*** Opening Task inputs ***
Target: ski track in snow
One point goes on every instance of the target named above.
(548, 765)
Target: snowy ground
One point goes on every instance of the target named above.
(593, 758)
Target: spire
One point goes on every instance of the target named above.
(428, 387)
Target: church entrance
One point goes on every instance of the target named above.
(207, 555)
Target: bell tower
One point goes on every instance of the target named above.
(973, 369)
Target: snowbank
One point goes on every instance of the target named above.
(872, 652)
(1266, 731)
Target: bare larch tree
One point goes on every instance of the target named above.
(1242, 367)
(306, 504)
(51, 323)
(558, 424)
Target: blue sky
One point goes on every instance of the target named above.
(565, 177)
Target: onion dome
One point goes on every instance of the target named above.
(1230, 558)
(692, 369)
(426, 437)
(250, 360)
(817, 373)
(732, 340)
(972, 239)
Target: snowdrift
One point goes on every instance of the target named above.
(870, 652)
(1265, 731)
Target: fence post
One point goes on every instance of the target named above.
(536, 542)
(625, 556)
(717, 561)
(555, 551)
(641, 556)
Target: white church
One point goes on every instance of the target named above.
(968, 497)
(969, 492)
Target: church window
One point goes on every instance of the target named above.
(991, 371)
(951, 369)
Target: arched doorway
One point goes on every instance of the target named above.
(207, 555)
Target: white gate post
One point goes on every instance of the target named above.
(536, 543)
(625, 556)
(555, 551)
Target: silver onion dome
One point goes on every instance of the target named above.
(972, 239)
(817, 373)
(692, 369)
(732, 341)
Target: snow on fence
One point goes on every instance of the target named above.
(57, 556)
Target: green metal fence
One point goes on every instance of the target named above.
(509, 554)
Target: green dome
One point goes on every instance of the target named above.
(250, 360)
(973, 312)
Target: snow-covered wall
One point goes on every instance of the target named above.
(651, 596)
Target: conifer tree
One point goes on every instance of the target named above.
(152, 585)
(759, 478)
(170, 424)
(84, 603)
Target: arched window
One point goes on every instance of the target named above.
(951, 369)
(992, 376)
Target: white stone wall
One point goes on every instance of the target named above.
*** Closing Task inputs ***
Your instructions: Copy every record exactly as presented.

Written response:
Target: ski track in snow
One point goes on every instance of the target named above.
(548, 765)
Target: snowy ground
One point goes on every instance of the target named above.
(593, 758)
Target: spire
One point goes on every instance of the target named above.
(428, 387)
Target: church entrance
One point goes on every instance of the target named above.
(207, 555)
Target: bell tower
One point goes on every instance of the target named above.
(973, 369)
Target: snowbank
One point goes on every instance of the target named above.
(872, 652)
(1266, 731)
Target: bare larch tree
One point goes on every instance of the target named above.
(1242, 367)
(306, 504)
(51, 323)
(558, 424)
Target: blue sky
One point goes on every instance of the target named above.
(565, 177)
Target: onion dome
One point goes on every instance of the target named above.
(1230, 558)
(692, 369)
(426, 437)
(250, 360)
(817, 373)
(732, 340)
(972, 239)
Target: snowdrift
One point goes on every instance of the target named above.
(870, 652)
(1265, 731)
Target: fence post
One point goes on every instance of the target named above.
(536, 542)
(625, 556)
(717, 561)
(555, 551)
(641, 556)
Target: white church
One point goes on every instance of the target named above.
(968, 497)
(969, 492)
Target: church window
One point goes on every instance of the target named above.
(991, 371)
(951, 369)
Target: arched doorway
One point goes on every instance of the target named above.
(207, 555)
Target: white gate post
One point goes on every instance of the target named above.
(536, 543)
(625, 556)
(555, 551)
Target: silver onion dome
One point goes on every instance of the target named above.
(972, 239)
(817, 373)
(692, 369)
(732, 341)
Target: snow on fence
One point goes on every instance of the target named above.
(57, 556)
Target: green metal fence
One point goes on every instance of the target named above.
(509, 554)
Target: green dome
One point goes on every instance of the target named above.
(250, 360)
(973, 312)
Target: snow-covered wall
One point goes on every instance of the target named above.
(651, 596)
Target: conifer tree
One point goes on every instance of the target named above.
(152, 585)
(759, 478)
(170, 424)
(84, 603)
Target: arched window
One point goes on every instance of the target named above.
(951, 369)
(992, 376)
Target: white stone wall
One point goes on every instance of the target named above.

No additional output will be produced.